#### PROBLEM DETAILS:
Which of the lines below mention the word "animal"? Pull each one out.

(Stored data entries)
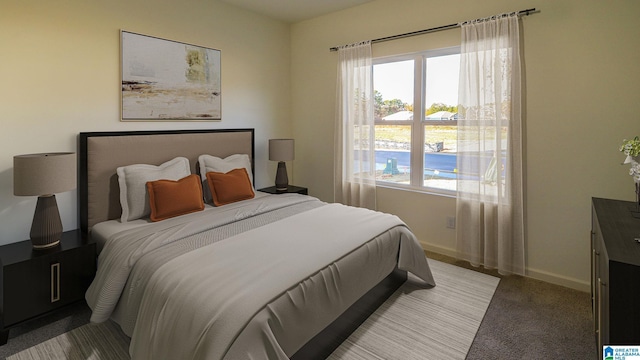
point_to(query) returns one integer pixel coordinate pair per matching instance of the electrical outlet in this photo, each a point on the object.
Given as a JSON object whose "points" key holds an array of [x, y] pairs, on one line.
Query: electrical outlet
{"points": [[451, 222]]}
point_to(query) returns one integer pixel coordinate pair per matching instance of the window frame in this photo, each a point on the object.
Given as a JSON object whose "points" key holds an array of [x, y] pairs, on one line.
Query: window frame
{"points": [[418, 123]]}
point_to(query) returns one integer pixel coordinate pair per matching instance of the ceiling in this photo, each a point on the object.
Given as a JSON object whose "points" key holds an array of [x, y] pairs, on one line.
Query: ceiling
{"points": [[295, 10]]}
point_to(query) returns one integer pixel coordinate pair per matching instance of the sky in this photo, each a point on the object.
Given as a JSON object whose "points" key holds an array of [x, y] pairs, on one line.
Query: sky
{"points": [[395, 80]]}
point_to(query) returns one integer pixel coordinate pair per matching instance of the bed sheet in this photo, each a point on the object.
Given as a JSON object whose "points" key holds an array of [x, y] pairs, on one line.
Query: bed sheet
{"points": [[307, 306]]}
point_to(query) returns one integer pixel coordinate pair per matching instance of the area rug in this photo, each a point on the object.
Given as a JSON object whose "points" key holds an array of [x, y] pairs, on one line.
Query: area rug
{"points": [[414, 323]]}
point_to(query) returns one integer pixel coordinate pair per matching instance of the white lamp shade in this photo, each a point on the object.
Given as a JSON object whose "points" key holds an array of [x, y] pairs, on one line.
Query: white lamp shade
{"points": [[44, 174], [281, 149]]}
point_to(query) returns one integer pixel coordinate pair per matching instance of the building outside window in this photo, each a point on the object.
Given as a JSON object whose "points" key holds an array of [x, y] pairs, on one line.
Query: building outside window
{"points": [[415, 102]]}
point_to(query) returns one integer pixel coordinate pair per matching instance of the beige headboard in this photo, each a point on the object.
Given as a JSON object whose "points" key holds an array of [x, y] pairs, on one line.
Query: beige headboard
{"points": [[100, 153]]}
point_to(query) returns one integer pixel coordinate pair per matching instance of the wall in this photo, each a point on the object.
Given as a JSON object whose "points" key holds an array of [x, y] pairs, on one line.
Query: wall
{"points": [[582, 75], [60, 71]]}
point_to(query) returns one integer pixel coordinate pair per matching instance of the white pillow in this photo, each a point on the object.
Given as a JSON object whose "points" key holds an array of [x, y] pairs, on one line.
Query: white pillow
{"points": [[210, 163], [133, 179]]}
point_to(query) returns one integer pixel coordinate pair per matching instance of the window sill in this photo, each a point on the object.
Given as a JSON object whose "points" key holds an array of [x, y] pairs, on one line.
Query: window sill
{"points": [[421, 190]]}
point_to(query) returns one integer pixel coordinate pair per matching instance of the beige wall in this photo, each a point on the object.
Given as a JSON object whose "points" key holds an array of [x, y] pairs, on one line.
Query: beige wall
{"points": [[60, 75], [582, 99]]}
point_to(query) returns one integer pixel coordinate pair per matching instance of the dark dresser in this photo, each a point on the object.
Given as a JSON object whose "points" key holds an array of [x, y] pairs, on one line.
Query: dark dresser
{"points": [[615, 273]]}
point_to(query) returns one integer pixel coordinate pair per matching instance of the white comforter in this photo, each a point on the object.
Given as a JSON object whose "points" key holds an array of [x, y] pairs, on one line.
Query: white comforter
{"points": [[200, 304]]}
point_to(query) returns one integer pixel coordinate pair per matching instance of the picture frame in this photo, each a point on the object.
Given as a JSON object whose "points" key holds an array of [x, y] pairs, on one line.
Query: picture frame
{"points": [[165, 80]]}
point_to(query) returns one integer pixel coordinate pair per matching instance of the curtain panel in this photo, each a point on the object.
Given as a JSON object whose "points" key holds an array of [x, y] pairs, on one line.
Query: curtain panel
{"points": [[489, 205], [354, 173]]}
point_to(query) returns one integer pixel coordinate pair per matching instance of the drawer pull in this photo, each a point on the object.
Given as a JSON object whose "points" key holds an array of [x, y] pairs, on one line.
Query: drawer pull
{"points": [[55, 282]]}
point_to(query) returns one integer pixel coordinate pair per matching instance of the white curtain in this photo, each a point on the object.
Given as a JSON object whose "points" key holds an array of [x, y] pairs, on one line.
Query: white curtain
{"points": [[489, 206], [354, 173]]}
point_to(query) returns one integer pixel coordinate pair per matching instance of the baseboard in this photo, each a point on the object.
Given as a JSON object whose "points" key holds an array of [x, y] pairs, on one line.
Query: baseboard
{"points": [[556, 279], [545, 276]]}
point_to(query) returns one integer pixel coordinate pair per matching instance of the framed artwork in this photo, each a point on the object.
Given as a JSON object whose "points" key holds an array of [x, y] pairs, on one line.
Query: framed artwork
{"points": [[165, 80]]}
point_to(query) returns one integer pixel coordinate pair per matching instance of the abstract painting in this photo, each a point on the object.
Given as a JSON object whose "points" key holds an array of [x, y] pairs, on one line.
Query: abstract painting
{"points": [[169, 80]]}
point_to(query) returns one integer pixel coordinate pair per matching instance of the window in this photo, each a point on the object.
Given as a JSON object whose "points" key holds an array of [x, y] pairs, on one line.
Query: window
{"points": [[416, 99]]}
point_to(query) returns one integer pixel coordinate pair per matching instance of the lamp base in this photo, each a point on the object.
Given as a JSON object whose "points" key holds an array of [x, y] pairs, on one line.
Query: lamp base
{"points": [[46, 228], [282, 180]]}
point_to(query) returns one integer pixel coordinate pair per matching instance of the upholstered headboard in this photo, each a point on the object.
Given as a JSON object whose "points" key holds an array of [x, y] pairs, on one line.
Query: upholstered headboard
{"points": [[100, 153]]}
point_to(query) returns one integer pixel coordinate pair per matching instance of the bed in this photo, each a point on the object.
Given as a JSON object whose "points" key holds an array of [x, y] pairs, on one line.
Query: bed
{"points": [[244, 275]]}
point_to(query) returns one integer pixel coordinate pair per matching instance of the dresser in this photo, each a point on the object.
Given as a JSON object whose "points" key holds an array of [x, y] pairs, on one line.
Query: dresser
{"points": [[615, 273]]}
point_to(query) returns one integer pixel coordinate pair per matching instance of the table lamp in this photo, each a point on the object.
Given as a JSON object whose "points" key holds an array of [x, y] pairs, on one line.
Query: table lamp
{"points": [[43, 175], [281, 150]]}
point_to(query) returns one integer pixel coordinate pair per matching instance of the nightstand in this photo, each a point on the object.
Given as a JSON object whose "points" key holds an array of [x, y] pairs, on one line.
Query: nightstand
{"points": [[290, 189], [35, 282]]}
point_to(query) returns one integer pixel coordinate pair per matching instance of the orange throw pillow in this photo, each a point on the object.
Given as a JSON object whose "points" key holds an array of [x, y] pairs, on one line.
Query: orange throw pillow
{"points": [[230, 187], [169, 198]]}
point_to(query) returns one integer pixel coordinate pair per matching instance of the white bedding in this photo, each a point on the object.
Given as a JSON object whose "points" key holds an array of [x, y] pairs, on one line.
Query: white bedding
{"points": [[179, 303]]}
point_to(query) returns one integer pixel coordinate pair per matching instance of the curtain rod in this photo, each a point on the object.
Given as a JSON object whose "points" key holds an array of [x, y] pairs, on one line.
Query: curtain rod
{"points": [[425, 31]]}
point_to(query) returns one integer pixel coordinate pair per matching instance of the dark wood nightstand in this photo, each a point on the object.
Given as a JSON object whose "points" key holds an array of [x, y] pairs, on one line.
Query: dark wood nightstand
{"points": [[290, 189], [35, 282]]}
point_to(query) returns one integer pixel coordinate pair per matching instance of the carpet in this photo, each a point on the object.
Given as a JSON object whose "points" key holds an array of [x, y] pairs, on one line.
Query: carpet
{"points": [[414, 323]]}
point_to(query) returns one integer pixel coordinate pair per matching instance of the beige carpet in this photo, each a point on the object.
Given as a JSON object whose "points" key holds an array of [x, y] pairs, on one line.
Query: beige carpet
{"points": [[415, 323]]}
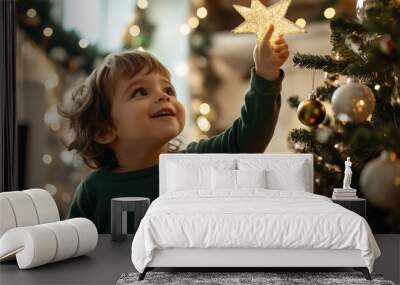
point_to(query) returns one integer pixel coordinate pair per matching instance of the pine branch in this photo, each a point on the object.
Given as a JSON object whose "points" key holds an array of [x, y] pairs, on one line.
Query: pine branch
{"points": [[293, 101], [324, 62], [324, 93]]}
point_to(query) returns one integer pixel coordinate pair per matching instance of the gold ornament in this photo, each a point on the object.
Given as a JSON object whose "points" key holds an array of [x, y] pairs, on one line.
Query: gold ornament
{"points": [[258, 18], [380, 181], [311, 112], [353, 102]]}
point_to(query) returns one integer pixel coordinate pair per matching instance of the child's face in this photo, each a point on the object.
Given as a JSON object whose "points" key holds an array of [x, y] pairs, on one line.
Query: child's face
{"points": [[134, 106]]}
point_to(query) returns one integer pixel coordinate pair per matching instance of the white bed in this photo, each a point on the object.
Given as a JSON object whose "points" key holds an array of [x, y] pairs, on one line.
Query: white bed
{"points": [[280, 225]]}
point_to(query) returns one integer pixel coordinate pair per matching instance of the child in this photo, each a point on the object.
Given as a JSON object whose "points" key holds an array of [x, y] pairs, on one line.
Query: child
{"points": [[126, 114]]}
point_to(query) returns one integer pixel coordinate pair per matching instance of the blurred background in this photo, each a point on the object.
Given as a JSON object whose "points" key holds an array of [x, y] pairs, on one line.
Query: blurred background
{"points": [[60, 41]]}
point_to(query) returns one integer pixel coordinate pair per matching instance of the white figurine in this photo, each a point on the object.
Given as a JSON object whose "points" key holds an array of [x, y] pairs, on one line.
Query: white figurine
{"points": [[347, 174]]}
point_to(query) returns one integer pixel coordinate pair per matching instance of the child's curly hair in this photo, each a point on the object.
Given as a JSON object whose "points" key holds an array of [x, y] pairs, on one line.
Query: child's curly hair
{"points": [[89, 108]]}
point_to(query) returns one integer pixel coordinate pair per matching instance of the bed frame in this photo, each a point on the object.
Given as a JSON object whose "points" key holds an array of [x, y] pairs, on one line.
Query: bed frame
{"points": [[248, 259]]}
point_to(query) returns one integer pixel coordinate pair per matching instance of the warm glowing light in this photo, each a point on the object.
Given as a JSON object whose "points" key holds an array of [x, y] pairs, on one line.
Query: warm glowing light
{"points": [[47, 159], [134, 30], [329, 13], [83, 43], [193, 22], [201, 12], [184, 29], [181, 69], [143, 4], [31, 13], [203, 123], [301, 22]]}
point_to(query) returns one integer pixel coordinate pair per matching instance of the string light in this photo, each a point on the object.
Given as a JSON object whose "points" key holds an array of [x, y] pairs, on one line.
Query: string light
{"points": [[143, 4], [329, 13], [301, 22], [83, 43], [134, 30], [193, 22], [204, 109], [47, 32], [31, 13], [184, 29], [201, 12]]}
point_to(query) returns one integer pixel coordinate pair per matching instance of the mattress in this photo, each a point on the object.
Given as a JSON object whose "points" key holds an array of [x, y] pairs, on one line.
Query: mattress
{"points": [[250, 218]]}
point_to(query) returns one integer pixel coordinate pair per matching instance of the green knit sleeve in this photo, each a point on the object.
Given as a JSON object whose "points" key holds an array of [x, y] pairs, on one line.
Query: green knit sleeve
{"points": [[253, 130], [81, 205]]}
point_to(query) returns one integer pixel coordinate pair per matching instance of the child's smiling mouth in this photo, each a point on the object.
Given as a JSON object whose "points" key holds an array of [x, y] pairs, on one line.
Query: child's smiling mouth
{"points": [[164, 112]]}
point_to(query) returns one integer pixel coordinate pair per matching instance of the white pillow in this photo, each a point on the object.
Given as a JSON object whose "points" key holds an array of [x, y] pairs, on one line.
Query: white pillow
{"points": [[282, 174], [228, 179], [223, 179], [183, 177], [294, 180], [251, 178]]}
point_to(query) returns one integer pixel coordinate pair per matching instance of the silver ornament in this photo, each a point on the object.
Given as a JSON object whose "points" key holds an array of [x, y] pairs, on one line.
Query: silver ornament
{"points": [[353, 102], [380, 181], [361, 8]]}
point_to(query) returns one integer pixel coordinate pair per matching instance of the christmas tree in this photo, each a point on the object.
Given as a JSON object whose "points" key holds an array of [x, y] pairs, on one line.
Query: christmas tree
{"points": [[365, 125]]}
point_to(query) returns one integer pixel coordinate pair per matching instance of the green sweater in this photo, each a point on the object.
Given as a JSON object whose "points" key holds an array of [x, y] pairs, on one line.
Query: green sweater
{"points": [[250, 133]]}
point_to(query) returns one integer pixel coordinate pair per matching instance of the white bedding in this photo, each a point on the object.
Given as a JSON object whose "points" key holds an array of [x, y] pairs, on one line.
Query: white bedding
{"points": [[251, 218]]}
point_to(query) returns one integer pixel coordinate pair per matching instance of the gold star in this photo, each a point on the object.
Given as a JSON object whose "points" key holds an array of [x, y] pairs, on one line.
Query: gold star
{"points": [[258, 18]]}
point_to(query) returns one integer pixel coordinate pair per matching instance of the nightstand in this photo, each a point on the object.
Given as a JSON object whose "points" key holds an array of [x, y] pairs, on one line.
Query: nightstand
{"points": [[358, 205], [119, 208]]}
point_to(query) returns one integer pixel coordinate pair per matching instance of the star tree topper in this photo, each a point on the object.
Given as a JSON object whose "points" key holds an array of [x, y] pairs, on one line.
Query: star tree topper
{"points": [[258, 18]]}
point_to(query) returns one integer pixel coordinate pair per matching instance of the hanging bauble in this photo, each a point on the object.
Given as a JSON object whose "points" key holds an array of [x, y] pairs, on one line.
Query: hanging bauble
{"points": [[361, 8], [331, 78], [380, 181], [353, 102], [388, 46], [311, 112]]}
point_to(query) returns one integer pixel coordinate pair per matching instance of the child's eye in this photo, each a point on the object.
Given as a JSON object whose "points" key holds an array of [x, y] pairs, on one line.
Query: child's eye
{"points": [[170, 91], [139, 92]]}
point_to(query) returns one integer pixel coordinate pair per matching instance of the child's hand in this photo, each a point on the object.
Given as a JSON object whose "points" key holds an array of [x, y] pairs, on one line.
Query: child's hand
{"points": [[267, 58]]}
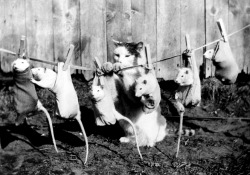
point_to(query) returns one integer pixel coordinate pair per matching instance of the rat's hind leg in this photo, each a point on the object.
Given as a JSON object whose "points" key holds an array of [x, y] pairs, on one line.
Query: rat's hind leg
{"points": [[78, 118], [40, 107]]}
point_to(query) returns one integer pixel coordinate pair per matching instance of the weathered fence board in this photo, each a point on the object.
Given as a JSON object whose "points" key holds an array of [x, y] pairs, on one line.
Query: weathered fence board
{"points": [[192, 23], [168, 37], [66, 27], [93, 33], [214, 10], [238, 18], [39, 42], [144, 22], [118, 23], [12, 27], [91, 25]]}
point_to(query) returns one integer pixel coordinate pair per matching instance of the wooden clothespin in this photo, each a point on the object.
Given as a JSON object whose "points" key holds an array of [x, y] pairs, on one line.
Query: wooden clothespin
{"points": [[148, 57], [98, 80], [22, 51], [222, 29], [68, 57]]}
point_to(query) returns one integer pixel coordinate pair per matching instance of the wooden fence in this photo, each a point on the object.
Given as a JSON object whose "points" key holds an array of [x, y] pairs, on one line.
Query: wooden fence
{"points": [[52, 25]]}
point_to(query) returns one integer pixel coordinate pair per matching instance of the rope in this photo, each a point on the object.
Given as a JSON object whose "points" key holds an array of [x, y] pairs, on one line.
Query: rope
{"points": [[85, 68], [221, 38]]}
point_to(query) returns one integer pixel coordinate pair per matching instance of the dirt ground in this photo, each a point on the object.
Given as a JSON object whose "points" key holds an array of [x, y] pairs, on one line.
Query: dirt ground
{"points": [[220, 146]]}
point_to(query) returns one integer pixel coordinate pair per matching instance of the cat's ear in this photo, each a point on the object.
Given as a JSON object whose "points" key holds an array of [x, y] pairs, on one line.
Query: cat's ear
{"points": [[139, 46], [116, 43]]}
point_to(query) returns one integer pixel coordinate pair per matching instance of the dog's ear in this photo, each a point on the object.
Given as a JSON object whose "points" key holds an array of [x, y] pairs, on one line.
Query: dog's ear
{"points": [[116, 43], [139, 46]]}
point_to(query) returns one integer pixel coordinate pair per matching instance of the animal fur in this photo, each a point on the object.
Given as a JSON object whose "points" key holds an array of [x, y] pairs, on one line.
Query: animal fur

#### ANSWER SPACE:
point_to(query) returns one integer pixel coordinate pair per matching instance of the animal fur in this photo, each a point on the object.
Query: animal fur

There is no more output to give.